§ **TEXTO**
————————

Dentre os batentes de alumínio das janelas, raios solares se dissipam pela sala, consumindo a superfície muito branca das paredes e colunas com sua presença luminosa. Refletem no chão de pedra clara, uniformizando a iluminação do espaço povoado pela ausência do visível. No centro, repousam apenas dois relevos que parecem nascer do piso: dois bancos que convidam o público a demorar-se. Do privilégio de estar situada em um dos edifícios mais bem-aventurados na relação entre exterior e interior, em Lisboa, vem a ideia de que a galeria Quadrum foi uma feliz escolha para receber uma exposição em que não há nenhuma presença visual. Em The Listening Biennial, o próprio prédio da galeria se transmuta em escultura e acolhe, em seu interior, obras que são inteiramente sonoras. Neste lugar limítrofe entre o seu interior e os jardins que a circunscrevem, os batentes de alumínio parecem desaparecer, deixando o vívido verde e o jogo de luz e sombra que o correr do dia oferece adentrarem o espaço expositivo.

————————

§ **DADOS FORNECIDOS**

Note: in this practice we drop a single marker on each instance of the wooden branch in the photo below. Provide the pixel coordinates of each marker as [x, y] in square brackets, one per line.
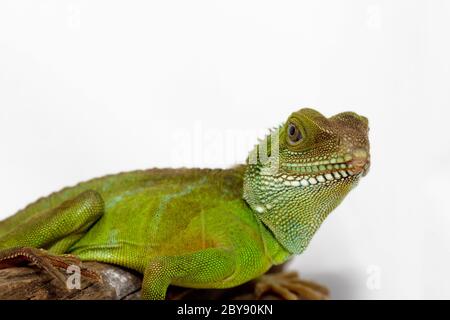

————————

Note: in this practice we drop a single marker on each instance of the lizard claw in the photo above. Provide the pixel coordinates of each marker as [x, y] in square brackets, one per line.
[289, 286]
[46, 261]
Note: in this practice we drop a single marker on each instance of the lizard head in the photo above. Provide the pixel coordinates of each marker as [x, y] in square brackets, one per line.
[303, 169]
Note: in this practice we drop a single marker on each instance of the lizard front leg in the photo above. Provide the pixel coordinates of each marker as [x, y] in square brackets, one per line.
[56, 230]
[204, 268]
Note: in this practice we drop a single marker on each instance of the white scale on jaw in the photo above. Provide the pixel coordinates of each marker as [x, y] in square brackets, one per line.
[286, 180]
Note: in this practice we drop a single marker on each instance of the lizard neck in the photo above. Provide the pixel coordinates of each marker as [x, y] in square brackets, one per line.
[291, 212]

————————

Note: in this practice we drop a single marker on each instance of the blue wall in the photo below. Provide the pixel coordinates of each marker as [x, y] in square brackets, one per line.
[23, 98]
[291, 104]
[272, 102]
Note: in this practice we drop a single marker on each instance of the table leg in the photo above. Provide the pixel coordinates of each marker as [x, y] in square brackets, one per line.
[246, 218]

————————

§ **TAREFA**
Segundo o texto, de que tipo são as obras que a galeria acolhe em The Listening Biennial?

§ **RESPOSTA**
São obras inteiramente sonoras.